Given data:
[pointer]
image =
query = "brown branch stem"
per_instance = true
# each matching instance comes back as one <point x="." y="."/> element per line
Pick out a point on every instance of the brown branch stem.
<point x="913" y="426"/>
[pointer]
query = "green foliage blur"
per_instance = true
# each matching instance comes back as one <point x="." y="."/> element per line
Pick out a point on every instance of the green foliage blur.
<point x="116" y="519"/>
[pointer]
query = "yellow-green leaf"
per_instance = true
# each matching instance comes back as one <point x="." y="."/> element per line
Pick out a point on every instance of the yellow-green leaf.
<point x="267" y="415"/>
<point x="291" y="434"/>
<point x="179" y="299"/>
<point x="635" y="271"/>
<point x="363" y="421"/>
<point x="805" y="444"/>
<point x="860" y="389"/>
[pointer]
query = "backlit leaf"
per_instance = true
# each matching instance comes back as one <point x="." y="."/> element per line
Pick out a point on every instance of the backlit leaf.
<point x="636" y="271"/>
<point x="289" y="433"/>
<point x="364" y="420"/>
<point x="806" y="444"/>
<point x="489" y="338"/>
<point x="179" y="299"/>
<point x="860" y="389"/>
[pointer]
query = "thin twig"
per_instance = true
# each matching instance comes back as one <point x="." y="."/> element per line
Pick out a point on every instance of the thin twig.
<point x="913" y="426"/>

==

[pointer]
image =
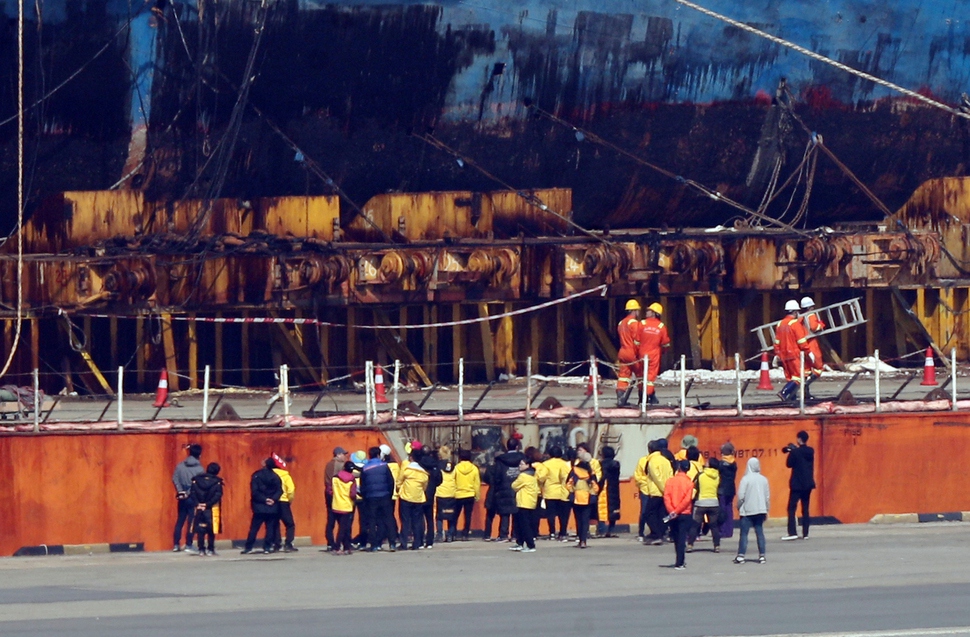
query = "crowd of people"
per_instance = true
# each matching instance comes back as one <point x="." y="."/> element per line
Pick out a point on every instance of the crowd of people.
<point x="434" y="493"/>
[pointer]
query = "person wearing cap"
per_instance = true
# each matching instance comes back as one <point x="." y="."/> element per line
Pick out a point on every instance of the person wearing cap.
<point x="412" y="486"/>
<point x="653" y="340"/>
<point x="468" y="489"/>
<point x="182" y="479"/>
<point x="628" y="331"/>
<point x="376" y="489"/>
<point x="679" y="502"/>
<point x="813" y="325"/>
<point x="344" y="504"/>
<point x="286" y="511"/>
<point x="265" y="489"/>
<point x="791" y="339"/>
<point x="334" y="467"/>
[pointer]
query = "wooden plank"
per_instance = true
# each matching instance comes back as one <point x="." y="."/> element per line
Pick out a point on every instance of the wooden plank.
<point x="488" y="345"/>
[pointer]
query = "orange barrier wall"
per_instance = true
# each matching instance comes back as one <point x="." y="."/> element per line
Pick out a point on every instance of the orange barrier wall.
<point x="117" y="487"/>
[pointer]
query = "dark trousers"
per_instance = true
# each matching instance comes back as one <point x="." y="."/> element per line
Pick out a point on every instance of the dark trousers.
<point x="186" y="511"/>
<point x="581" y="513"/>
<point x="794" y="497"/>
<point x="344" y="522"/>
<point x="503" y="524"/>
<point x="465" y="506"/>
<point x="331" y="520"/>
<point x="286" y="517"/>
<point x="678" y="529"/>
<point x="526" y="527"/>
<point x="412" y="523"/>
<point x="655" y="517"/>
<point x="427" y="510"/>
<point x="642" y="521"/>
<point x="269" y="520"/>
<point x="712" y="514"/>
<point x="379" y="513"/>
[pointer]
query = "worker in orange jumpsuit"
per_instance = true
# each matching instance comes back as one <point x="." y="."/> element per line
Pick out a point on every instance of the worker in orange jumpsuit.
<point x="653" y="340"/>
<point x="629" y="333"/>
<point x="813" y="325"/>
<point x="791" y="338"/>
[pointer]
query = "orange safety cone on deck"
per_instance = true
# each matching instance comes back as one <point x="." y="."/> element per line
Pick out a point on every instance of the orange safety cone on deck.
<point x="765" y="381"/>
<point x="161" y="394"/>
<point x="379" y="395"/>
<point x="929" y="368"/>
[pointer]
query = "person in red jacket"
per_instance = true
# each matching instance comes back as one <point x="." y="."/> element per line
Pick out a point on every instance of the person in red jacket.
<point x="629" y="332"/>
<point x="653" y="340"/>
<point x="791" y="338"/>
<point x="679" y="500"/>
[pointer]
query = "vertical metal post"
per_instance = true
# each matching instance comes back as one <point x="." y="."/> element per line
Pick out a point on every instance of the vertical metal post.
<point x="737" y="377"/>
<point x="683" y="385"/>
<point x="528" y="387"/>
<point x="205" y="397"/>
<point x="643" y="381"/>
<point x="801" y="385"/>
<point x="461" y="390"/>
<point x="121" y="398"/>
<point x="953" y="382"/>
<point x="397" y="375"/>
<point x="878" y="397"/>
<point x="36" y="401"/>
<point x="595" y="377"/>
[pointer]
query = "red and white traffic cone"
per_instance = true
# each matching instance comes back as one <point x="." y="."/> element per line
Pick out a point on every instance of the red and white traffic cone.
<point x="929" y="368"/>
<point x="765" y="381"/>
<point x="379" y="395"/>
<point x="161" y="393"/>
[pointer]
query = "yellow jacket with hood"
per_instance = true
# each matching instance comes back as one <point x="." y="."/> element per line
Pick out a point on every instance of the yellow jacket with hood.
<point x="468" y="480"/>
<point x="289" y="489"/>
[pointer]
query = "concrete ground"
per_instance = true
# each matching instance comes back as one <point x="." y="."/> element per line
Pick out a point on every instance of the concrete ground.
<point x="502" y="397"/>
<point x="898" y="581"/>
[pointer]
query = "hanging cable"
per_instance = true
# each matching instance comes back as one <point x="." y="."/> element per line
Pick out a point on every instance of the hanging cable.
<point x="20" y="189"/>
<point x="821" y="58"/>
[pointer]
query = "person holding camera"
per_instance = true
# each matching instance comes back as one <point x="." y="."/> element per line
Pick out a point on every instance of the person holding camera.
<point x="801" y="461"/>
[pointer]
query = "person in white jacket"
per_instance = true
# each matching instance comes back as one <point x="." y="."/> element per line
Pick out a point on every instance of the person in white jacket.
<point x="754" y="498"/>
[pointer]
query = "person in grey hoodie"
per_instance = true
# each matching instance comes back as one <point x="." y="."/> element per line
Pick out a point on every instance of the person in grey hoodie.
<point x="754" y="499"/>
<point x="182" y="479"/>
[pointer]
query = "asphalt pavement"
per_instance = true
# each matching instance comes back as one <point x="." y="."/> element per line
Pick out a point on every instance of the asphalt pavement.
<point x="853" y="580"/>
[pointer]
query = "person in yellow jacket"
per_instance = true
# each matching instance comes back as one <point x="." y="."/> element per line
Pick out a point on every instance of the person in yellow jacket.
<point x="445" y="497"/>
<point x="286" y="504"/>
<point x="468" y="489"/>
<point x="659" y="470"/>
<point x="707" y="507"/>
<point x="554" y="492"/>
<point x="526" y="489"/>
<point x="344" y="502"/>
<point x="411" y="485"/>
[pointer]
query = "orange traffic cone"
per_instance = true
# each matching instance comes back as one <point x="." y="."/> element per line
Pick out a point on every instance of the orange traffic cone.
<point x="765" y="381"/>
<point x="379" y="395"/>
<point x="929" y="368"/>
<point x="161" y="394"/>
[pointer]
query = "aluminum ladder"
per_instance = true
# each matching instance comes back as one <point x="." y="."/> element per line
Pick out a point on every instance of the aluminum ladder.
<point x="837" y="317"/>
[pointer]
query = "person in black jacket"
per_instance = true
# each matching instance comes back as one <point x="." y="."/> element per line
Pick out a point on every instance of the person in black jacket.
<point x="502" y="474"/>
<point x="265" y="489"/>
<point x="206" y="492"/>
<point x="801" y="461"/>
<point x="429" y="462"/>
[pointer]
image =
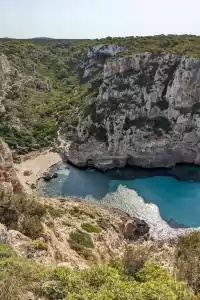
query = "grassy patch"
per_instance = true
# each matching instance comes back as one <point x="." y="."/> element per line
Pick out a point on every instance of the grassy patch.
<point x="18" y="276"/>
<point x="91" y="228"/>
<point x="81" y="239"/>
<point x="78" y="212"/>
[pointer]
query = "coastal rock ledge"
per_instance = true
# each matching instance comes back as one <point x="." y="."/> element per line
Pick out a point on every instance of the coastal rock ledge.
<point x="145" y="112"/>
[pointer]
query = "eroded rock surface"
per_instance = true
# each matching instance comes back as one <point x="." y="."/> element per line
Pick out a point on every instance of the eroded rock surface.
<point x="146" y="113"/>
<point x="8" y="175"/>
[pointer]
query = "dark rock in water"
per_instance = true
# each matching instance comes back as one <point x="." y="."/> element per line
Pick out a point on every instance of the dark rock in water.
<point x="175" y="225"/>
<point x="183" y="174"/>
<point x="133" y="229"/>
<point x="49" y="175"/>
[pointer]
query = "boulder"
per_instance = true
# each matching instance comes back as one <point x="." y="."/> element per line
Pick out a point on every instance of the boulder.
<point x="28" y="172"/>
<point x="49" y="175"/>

--

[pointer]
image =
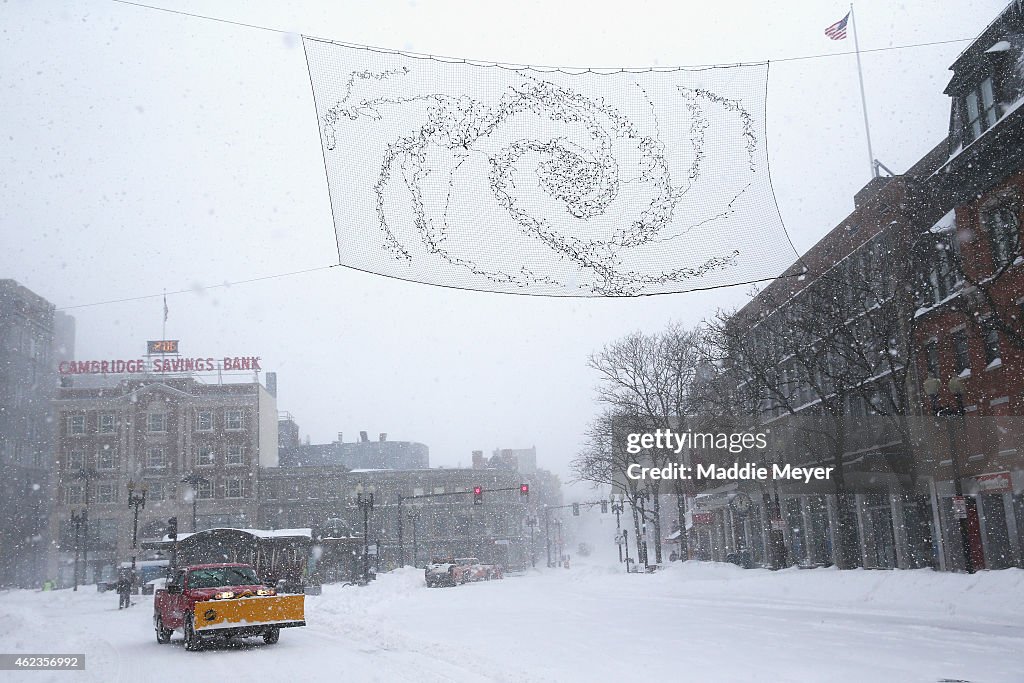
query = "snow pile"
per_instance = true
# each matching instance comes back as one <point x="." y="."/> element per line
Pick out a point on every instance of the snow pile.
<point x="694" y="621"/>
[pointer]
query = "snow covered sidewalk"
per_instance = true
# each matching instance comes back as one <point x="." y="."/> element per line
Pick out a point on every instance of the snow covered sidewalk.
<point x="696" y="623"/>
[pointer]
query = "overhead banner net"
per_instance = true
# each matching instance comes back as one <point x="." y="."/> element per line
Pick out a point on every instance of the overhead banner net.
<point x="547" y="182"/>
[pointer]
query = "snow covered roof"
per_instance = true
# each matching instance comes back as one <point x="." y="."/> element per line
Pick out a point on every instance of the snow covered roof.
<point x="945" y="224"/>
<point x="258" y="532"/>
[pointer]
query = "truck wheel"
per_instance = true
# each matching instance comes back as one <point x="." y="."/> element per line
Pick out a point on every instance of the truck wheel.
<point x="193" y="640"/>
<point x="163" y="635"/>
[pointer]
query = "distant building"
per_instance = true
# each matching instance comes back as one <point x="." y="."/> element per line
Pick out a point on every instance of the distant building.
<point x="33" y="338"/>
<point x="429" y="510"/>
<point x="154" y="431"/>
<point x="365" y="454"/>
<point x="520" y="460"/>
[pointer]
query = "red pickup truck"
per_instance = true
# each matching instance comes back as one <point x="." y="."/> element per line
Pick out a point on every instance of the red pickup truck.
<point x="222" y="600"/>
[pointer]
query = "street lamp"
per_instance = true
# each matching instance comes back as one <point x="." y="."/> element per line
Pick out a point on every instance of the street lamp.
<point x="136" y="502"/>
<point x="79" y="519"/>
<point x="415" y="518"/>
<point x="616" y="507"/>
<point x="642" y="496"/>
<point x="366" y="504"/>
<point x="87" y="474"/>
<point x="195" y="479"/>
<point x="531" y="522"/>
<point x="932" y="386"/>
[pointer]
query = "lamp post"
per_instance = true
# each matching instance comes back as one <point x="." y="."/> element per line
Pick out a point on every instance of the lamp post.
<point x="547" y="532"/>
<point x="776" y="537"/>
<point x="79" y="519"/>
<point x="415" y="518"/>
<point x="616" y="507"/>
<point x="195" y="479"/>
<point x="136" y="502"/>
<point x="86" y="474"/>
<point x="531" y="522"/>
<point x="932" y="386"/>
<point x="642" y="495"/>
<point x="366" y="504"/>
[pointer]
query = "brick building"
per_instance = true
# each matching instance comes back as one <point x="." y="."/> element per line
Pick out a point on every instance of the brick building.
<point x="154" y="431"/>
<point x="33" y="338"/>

Brief:
Pull out every line of the records above that contains the string "with", matching case exactly.

The solution:
query = "yellow jacket with hood"
Pick out a point on every instance of the yellow jacket with hood.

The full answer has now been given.